■ **DESAFÍOS**:
A: Edita el texto sobre el femicidio desde "No estoy hablando" hasta "tres más acuciantes.", ambos incluidos, y reproduce ese fragmento sustituyendo "acuciantes" por "urgentes".
B: Por favor, continúa el texto sobre el femicidio a partir de su última oración.

■ **TEXTO PROPORCIONADO**:
● ● ● ●
El asesinato de Aidita Pamela Ati ha sido una de las noticias más desoladoras de los últimos meses. Dos condiciones humanas opuestas quizás expliquen la recurrencia del femicidio, un fenómeno social horrendo que nos hace una peor sociedad, compuesta por seres que no deberían considerarse humanos.
Por un lado está la soledad, que es un sentimiento relacionado, conceptualmente, a una sola persona o a muy pocas, en relación con el resto. Incomprensiblemente, solo en el caso de las mujeres ese sentimiento es también una condición cuasi legal que nos ha sido impuesta —no en la ley sino en los hechos—, pese a que somos casi la mitad de la población mundial; y en Ecuador, incluso un poco más de la mitad.
No estoy hablando de una soledad figurada, sino del abandono y quemeimportismo concretos con los que normalmente la sociedad ecuatoriana trata los problemas que abruman a las mujeres: la violencia sexual, una política inexistente para abordar la salud reproductiva, los femicidios, por mencionar los tres más acuciantes.
Somos legión y estamos solas. Y digo solas porque aunque en los papeles el Estado nos protege y acompaña, basta con escuchar las noticias, conversar con la gente o mirar alrededor para constatar que no es así.
Además de esa soledad lacerante que nos han impuesto, las mujeres tenemos que enfrentarnos una y otra vez (en modo Sísifo) a uno de los comportamientos colectivos más poderosos —y en algunos casos aberrantes: el espíritu de cuerpo. Este espíritu colectivo potentísimo sería (según mi escuálida teoría) la némesis de nuestra soledad. Y la segunda parte de la ecuación del terror.
● ● ● ●
■ **Un bloque de datos**:
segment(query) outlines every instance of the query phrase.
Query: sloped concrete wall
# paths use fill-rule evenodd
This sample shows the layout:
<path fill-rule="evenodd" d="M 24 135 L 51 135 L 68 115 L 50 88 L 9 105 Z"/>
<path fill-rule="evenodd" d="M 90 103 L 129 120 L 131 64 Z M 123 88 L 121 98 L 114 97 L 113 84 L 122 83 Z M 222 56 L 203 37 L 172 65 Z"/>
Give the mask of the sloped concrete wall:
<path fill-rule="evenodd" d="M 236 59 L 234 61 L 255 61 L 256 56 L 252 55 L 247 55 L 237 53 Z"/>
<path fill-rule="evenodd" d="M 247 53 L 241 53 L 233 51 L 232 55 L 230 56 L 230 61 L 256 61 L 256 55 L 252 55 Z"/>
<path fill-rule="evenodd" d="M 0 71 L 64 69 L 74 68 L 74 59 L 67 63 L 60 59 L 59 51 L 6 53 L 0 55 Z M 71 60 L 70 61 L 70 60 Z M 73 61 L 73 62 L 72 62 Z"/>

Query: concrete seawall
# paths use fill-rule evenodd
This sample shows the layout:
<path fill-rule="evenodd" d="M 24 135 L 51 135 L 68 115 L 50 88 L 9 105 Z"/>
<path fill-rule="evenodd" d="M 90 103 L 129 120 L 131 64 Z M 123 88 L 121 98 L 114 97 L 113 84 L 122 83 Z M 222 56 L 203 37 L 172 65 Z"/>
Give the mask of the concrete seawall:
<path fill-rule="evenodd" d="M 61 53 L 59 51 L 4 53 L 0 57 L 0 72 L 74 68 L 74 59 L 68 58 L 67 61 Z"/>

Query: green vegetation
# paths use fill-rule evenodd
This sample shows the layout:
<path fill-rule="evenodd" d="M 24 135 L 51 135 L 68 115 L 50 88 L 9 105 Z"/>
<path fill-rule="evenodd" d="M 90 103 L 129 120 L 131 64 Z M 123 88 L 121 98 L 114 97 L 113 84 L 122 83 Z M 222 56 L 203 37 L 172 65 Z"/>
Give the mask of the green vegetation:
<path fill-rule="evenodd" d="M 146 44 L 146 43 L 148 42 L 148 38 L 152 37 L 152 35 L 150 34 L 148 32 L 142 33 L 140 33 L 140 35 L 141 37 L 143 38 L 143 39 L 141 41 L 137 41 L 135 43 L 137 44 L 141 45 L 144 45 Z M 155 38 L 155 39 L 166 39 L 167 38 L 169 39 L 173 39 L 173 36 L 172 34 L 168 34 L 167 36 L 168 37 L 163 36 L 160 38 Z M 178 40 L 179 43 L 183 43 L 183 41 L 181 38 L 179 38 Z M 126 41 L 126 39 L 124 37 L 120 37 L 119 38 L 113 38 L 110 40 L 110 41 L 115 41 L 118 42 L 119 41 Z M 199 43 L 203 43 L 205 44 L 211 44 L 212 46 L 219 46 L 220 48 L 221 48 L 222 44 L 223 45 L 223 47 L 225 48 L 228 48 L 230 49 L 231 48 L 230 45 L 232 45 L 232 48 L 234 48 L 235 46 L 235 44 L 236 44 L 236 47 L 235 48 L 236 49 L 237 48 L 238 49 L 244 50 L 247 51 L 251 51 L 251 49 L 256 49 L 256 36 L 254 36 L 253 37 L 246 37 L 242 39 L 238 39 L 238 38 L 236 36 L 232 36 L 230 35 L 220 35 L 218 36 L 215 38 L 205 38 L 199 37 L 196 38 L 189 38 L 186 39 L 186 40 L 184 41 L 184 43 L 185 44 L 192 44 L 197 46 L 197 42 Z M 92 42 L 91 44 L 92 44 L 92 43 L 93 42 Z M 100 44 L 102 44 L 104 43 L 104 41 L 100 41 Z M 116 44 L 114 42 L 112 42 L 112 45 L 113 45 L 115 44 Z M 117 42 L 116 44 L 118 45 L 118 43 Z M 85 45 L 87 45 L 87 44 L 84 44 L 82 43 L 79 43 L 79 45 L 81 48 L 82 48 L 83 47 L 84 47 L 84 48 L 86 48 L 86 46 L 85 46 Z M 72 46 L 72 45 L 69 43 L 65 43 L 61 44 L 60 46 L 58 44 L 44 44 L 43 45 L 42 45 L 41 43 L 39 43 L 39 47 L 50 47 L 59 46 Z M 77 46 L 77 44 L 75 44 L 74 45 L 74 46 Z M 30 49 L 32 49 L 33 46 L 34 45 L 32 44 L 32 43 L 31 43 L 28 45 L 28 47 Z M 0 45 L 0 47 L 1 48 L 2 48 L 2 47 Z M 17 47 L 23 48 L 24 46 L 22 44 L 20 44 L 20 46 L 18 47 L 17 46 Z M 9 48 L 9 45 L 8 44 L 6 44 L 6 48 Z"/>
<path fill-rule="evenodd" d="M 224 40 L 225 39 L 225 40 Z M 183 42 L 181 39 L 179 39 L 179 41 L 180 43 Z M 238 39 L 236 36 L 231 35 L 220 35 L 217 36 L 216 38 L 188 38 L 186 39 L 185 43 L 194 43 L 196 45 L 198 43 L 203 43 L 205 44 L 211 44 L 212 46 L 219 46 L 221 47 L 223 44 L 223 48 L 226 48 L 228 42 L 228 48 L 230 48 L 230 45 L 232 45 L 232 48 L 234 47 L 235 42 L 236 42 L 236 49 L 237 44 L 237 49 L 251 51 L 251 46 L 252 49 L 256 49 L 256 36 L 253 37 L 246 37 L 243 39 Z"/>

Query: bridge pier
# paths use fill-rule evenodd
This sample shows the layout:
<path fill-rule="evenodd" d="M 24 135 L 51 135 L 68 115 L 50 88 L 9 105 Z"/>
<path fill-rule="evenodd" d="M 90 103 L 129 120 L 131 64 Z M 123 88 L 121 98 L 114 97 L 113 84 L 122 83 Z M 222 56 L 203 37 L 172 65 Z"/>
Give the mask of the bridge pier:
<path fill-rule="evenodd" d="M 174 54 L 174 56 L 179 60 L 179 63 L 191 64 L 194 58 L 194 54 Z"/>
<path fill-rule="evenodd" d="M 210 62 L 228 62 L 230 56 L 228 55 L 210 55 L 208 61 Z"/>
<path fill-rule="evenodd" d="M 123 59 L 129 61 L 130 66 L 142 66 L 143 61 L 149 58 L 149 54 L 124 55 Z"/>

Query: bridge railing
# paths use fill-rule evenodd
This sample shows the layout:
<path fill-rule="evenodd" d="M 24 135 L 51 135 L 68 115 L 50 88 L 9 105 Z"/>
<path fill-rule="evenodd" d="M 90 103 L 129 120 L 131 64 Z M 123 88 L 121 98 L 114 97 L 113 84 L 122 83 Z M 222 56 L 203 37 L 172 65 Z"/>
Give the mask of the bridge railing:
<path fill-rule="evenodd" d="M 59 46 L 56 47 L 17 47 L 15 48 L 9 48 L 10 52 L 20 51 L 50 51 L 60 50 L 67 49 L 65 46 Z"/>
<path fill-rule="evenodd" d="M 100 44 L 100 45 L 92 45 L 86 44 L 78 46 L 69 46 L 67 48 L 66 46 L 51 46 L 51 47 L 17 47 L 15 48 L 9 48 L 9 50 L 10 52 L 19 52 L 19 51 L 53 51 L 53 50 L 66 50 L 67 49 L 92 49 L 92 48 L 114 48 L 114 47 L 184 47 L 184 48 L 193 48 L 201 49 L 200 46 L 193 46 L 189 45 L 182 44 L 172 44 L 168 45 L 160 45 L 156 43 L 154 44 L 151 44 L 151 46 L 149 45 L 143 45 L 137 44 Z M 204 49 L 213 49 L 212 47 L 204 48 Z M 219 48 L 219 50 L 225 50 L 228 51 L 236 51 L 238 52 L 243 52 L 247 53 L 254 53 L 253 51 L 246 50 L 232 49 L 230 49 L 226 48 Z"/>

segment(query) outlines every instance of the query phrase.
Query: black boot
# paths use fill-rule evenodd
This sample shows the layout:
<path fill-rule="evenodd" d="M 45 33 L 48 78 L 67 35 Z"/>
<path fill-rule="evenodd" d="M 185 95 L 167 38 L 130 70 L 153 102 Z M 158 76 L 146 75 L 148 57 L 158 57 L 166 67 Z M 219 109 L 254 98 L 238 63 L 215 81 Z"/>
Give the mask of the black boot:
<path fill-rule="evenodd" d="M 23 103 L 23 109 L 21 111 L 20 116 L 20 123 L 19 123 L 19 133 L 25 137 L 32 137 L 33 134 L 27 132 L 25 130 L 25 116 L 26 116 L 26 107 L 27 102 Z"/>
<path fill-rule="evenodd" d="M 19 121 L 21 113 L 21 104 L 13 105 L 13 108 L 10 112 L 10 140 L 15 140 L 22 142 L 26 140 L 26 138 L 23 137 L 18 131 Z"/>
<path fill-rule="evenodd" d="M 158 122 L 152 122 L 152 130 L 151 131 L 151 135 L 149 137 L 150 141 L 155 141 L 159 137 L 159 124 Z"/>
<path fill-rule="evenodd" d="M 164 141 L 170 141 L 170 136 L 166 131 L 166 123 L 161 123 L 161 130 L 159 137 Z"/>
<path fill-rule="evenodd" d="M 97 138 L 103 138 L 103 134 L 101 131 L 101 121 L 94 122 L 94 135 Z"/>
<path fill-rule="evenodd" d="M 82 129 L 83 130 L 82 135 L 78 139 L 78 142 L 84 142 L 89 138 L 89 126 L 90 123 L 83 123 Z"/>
● ● ● ●
■ **RESPUESTAS**:
A:
No estoy hablando de una soledad figurada, sino del abandono y quemeimportismo concretos con los que normalmente la sociedad ecuatoriana trata los problemas que abruman a las mujeres: la violencia sexual, una política inexistente para abordar la salud reproductiva, los femicidios, por mencionar los tres más urgentes.

B:
Esta “cohesión grupal” propia de los contextos de guerra (de acuerdo con el término acuñado por Adrant Du Picq en el siglo XIX y que aludía a la lealtad, la disciplina, el honor y el sentido de pertenencia necesarios para llevar a cabo colectivamente, y con éxito, una tarea difícil) se pone en práctica de su forma más retorcida con tanta frecuencia que, al parecer, el espíritu de cuerpo ha reemplazado a cualquier otro código de ética, decencia o humanidad posible.
Los dos casos recientes más obvios de esta lucha desigual son los de María Belén Bernal y Aidita Pamela Ati; ambas, asesinadas en recintos pertenecientes a las instituciones que detentan el monopolio de la fuerza a nombre del Estado. En los dos casos, el espíritu de cuerpo se materializó en encubrimiento y traición a la fe pública. Quienes deberían cuidarnos, nos matan. Y luego se cubren las espaldas entre ellos para tratar de salir impunes.
Un caso menos evidente, pero quizás más significativo fue el de las estudiantes de un colegio privado de Guayaquil violadas por sus compañeros en el paseo de fin de curso a inicios de este año. ¿Cuántos padres/madres de familia no dijeron nada, se hicieron sordos, ciegos y mudos para evitar la exposición y la vergüenza? Seguramente la mayoría, con excepción de los padres de las chicas violadas. Porque esta vez les tocó a sus hijas. Porque como dice Luis Ati: “mañana puede ser una de sus hijas” o hermanas, o esposas, o madres, o amigas, o tú misma, agrego yo.
Y este ejemplo es más alarmante porque muestra que ese espíritu de cuerpo —en este caso, de clase social— está ampliamente difundido y asimilado, listo para activarse en cualquier lado, y servir a las causas más viles, como dejar en la soledad más absoluta a las víctimas de violación para precautelar el buen nombre, el apellido, de un par de “familias de bien” (que han criado delincuentes).
Si estuviéramos en Hollywood, podríamos hacer una película de acción y suspenso, titulada ‘La atroz soledad de las mujeres vs. el insultante espíritu de cuerpo’. Y en esa película, las mujeres, sin importar si nadie más las ayuda, ellas solas, acabarían —a palos si no hay de otra— con ese espíritu de cuerpo ruin que lo pudre todo. Larga vida a las mujeres. Muerte al espíritu de cuerpo.